=== PROBLEM ===
Restate word for word all of the lines below, with each image left out.

-------- THE DATA

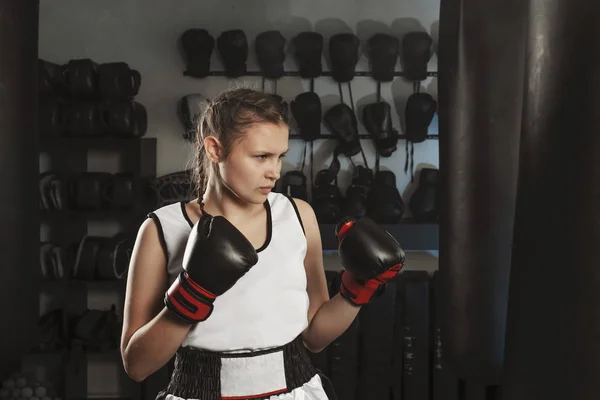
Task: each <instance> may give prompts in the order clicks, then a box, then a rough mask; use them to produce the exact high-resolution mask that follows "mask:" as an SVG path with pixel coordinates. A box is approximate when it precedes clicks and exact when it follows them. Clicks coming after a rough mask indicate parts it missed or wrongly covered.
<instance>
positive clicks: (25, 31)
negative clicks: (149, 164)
mask: <svg viewBox="0 0 600 400" xmlns="http://www.w3.org/2000/svg"><path fill="white" fill-rule="evenodd" d="M0 42H1V44H0V184H1V185H2V189H0V227H1V229H0V251H2V256H1V257H0V263H2V265H1V267H0V304H1V307H2V314H1V315H0V323H1V324H2V340H0V379H4V378H5V377H6V376H7V374H9V373H11V372H16V370H17V368H18V362H19V361H20V360H21V358H22V356H23V353H25V352H26V351H27V350H28V349H29V348H31V347H33V345H34V340H35V337H36V335H37V331H36V328H37V321H38V315H39V301H40V300H39V287H38V284H37V281H38V278H37V276H39V274H36V272H37V271H39V251H38V250H37V249H38V248H39V242H40V240H39V237H40V227H39V216H38V207H39V206H38V201H39V200H38V199H39V195H38V181H39V178H38V176H39V155H38V146H37V140H36V128H37V126H36V120H37V117H36V112H37V111H36V110H37V106H36V104H37V96H36V93H37V88H36V84H37V57H38V56H37V54H38V53H37V47H38V2H37V1H34V0H31V1H30V0H27V1H25V0H22V1H14V0H0Z"/></svg>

----------------

=== EXPECTED ANSWER ===
Task: each <instance> may give prompts in the order clicks, then a box, then a rough mask; use them to produce the exact high-resolution mask that follows "mask:" as an SVG path with pixel coordinates. A box is approximate when it precedes clicks and exact when it follows them. Clicks coming after a rough mask indicate parts it missed or wrongly covered.
<instance>
positive clicks: (25, 31)
negative clicks: (149, 164)
mask: <svg viewBox="0 0 600 400" xmlns="http://www.w3.org/2000/svg"><path fill="white" fill-rule="evenodd" d="M0 42H1V44H0V184H1V185H2V189H0V227H1V229H0V251H2V256H1V257H0V263H2V265H1V267H0V304H1V307H2V314H1V315H0V323H1V324H2V340H0V379H4V378H5V377H6V376H7V374H9V373H11V372H16V370H17V368H18V362H19V361H20V360H21V358H22V356H23V353H25V352H26V351H27V350H28V349H29V348H31V347H33V345H34V340H35V337H36V335H37V331H36V328H37V321H38V315H39V301H40V300H39V287H38V284H37V281H38V278H37V276H39V274H36V272H37V271H39V251H38V250H37V249H38V248H39V242H40V240H39V237H40V227H39V216H38V207H39V206H38V201H39V200H38V199H39V195H38V181H39V178H38V176H39V155H38V146H37V140H36V128H37V126H36V120H37V117H36V112H37V111H36V110H37V106H36V104H37V96H36V93H37V88H36V84H37V57H38V56H37V54H38V53H37V47H38V2H37V1H34V0H31V1H30V0H27V1H25V0H22V1H14V0H0Z"/></svg>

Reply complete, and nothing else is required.